## TASK REQUIREMENTS
Give a continuation of the account of the Yazoo deepening contract, starting after its final sentence.

## PAGE TEXT
CRUISERS PENNSYLVANIA AND COLORADO
“When I sent my plans and our price for the deepening of the vessel to the Secretary, he immediately awarded us the contract for deepening ours (the ‘Yazoo’), and accepted our price, and notified the eighteen other people that he would give them the same price for deepening theirs. The other contractors would not accept my price, and they denounced me for not having put a ‘higher price on the job,’ when I had the opportunity to do so. I told them that I had estimated that we would make 30 per cent. profit, and I contended that that was enough, notwithstanding we were under the influence of war prices, and that I had been delegated to do what I considered was right. In other words, I held that the Secretary had placed me upon honor.
“These eighteen other builders ultimately got higher prices than we did. They made all sorts of claims to the government through their representatives, and made life a burden to the Secretary by showing, or endeavoring to show, him that wages were higher everywhere else in the localities where these vessels were built than they were in Philadelphia.
“In fact, every one of the other builders ultimately received higher prices than we did, and later on some were awarded additional sums by act of Congress, notwithstanding that the drawings, specifications, plans, and designs for the alterations were made by me without pay! without even thanks!

## SOURCE MATERIAL
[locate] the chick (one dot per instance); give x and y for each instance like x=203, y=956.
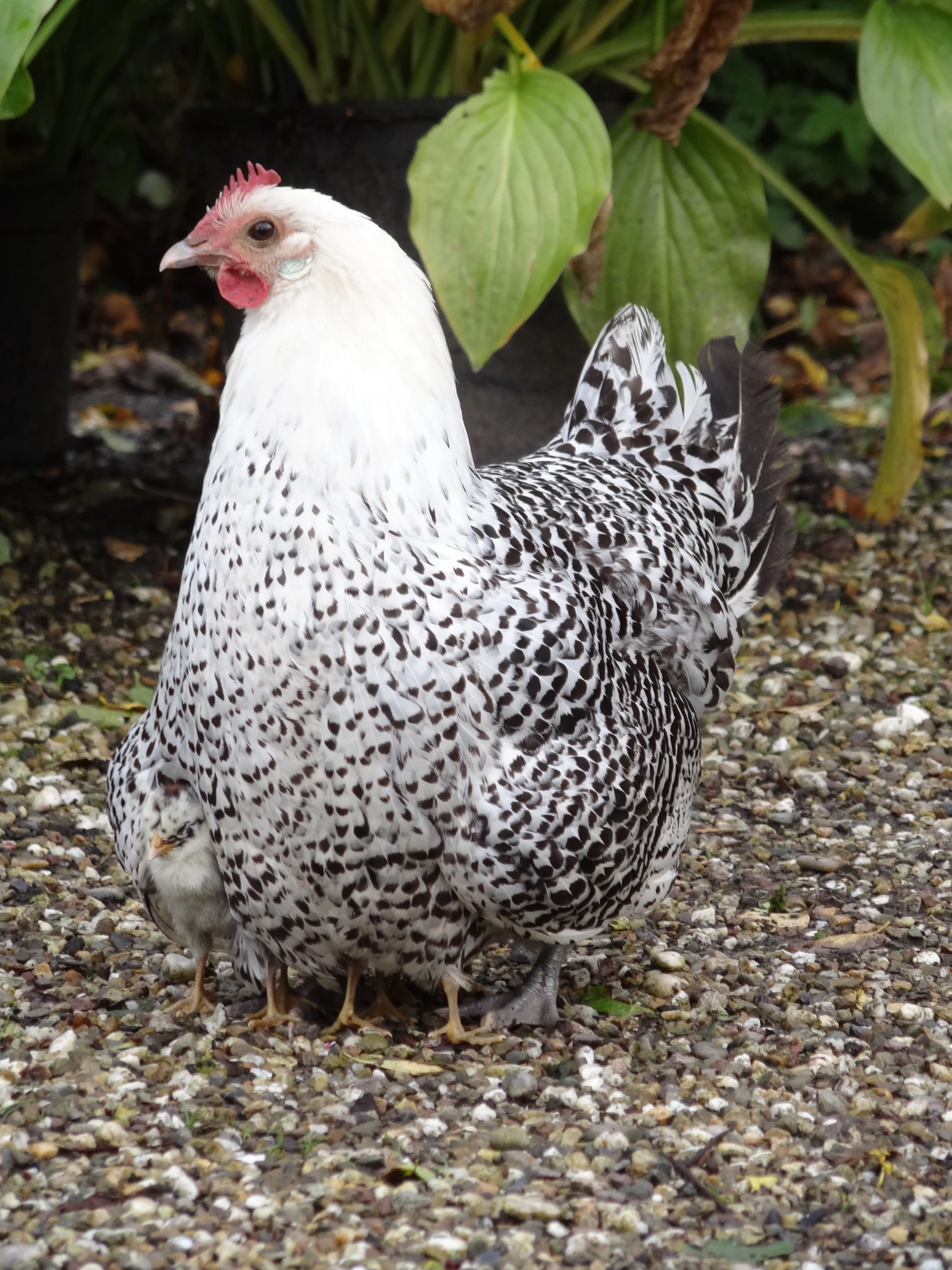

## WRITTEN REPLY
“Subsequently the Department decided not to alter all alike, and about one-half of them were finished without the turrets, and the big guns were taken out, thereby relieving their builders of the necessity of making them deeper. The decks were finished, and they were designated as a sort of torpedo boat for harbor defence. These vessels, as altered according to my recommendations, would have been efficient factors in the operations in the southern waters if the war had not ended before they were finished.
“The ‘Sub-Department’ in New York, with all its investitures and appointments, was abandoned, and the Navy Department took up the monitor matter from that time onward. But the mischief had been done. The service had been debauched and the Treasury robbed of millions, which an intelligent policy from the start might have saved.
“During the alterations on the ‘Yazoo,’ the Chester light-draught monitor was sent to our place to be altered. Notwithstanding she had been finished with the reduced weights recommended by Mr. Stimers, she still continued defective, and was sent to our yard to be altered according to my new plan.
“As it was necessary to raise the turret in order to raise the deck, and as we were compelled to haul the vessel out of the water, we took the guns out of the turret and proceeded to remove it also. Hoisting out the guns was an easy accomplishment, but the removal of the turret was a difficult problem.
“At first sight, cutting out the rivets and bolts, taking apart and rebuilding it, appeared the most feasible. This, however, was an expensive transaction. After careful investigation, we concluded that it could be hauled off the ship on to the dock on sliding-ways if the work was done with the greatest rapidity with the best men at it. The removal of guns and turret to the dock was successfully accomplished.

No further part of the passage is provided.